Exercise prompt ->
Rewrite the entries below, replacing "Reviewer note" with "Checker note" throughout and leaving everything else as it is. Omit the pictures.

## BEGIN

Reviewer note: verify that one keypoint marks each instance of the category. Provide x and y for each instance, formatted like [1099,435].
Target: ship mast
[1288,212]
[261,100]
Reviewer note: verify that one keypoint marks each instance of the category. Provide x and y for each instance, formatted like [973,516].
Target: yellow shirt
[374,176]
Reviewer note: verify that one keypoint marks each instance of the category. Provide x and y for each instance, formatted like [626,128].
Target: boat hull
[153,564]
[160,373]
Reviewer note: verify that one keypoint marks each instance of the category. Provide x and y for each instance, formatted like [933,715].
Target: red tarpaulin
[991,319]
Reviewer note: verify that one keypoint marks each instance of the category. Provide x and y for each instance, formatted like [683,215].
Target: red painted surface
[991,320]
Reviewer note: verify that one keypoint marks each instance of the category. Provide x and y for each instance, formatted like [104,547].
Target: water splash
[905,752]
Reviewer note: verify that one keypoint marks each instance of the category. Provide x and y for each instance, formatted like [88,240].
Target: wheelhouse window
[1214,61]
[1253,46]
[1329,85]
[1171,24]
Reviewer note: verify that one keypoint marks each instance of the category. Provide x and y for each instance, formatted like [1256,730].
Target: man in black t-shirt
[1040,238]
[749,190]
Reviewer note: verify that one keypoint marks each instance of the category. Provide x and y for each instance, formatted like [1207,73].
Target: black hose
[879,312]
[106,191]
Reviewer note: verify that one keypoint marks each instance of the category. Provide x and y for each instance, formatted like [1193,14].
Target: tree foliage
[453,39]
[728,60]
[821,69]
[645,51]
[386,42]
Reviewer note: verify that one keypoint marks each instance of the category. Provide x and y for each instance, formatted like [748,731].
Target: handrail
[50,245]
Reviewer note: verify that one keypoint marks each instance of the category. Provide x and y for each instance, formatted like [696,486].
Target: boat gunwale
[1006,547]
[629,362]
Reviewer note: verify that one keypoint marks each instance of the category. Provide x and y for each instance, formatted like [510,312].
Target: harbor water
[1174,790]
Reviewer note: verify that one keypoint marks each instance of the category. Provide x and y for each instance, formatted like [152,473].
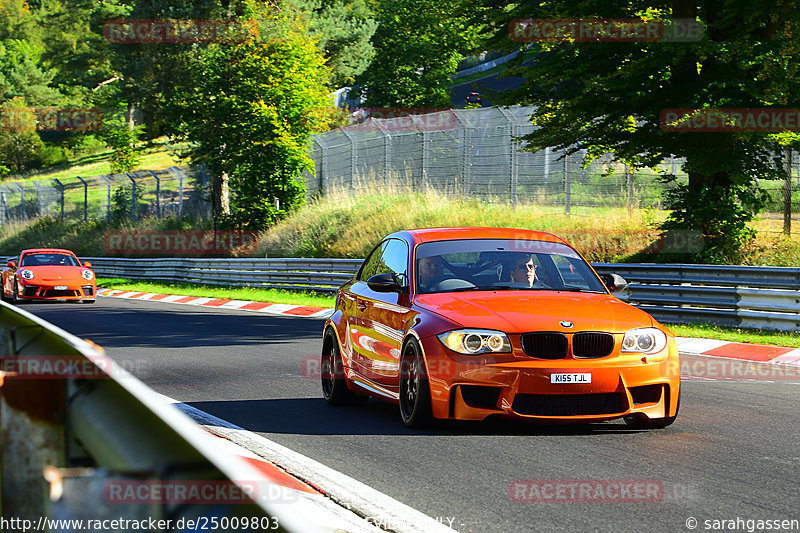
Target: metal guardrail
[752,297]
[68,441]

## END

Output of the exercise ->
Checker note: verify that one keypoint marks each instance of the category. Provide x and y for each instance, formatted like [1099,435].
Target: ship mast
[1288,212]
[261,100]
Checker note: verify that one keypoint marks each instance of the category. Provide x and y for each instance, formatted like [973,516].
Target: yellow shirt
[374,176]
Checker note: verify that one keypoint marks each instance of the category. Provide x and y for each instance, formatted like [626,128].
Target: boat hull
[153,564]
[160,373]
Checker note: verify that one keypoint marks each instance of the category. Provide x and y for each instance, formatted like [933,715].
Target: red tarpaulin
[991,319]
Checker note: verify that one keypoint marks each instance of the category. Provide x and y for each instance, formatted like [683,215].
Target: red painted surface
[991,320]
Checker note: verify that one keypoint marks each instance of the category. Provide x and y for each instance, formatted like [104,547].
Target: water splash
[905,752]
Checker note: verify that one keypoint marks each instance of the category. Provide x and y for each instance, formatted like [88,240].
Target: wheelhouse window
[1214,61]
[1253,46]
[1329,85]
[1171,24]
Checker note: verify that one keypoint marks each instance of the category. Provide x and y for each instance, formatted like [1256,730].
Target: man in black t-shirt
[1040,238]
[749,190]
Checker note: verify that one keypoint marks each instance of the category. Provide x and y for each instance, formatted like [1207,73].
Target: black hose
[879,312]
[106,191]
Checker note: verify that one keypoint marks each instance of the category. Provide x and y for each instance, formatted like [1193,14].
Target: tree foliage
[453,39]
[728,60]
[821,69]
[645,51]
[386,42]
Checker note: verify that one keypoint marks each instance of the category. Provide x and y for each instance, formatted like [748,731].
Target: handrail
[50,245]
Checker note: verify that one keypoint marks each instance of the category. Provide x and y for each instance, formatted like [696,486].
Target: boat gunwale
[1006,547]
[629,362]
Checker note: verify that one keypoint marks each instance of the category. Provide x and y for each instance, formatted like [510,312].
Target: harbor water
[1174,790]
Checker note: verify that one keypoint marks each instance of the category. Provide x and y for each instance, formatted like [152,473].
Target: metal guardrail
[752,297]
[68,441]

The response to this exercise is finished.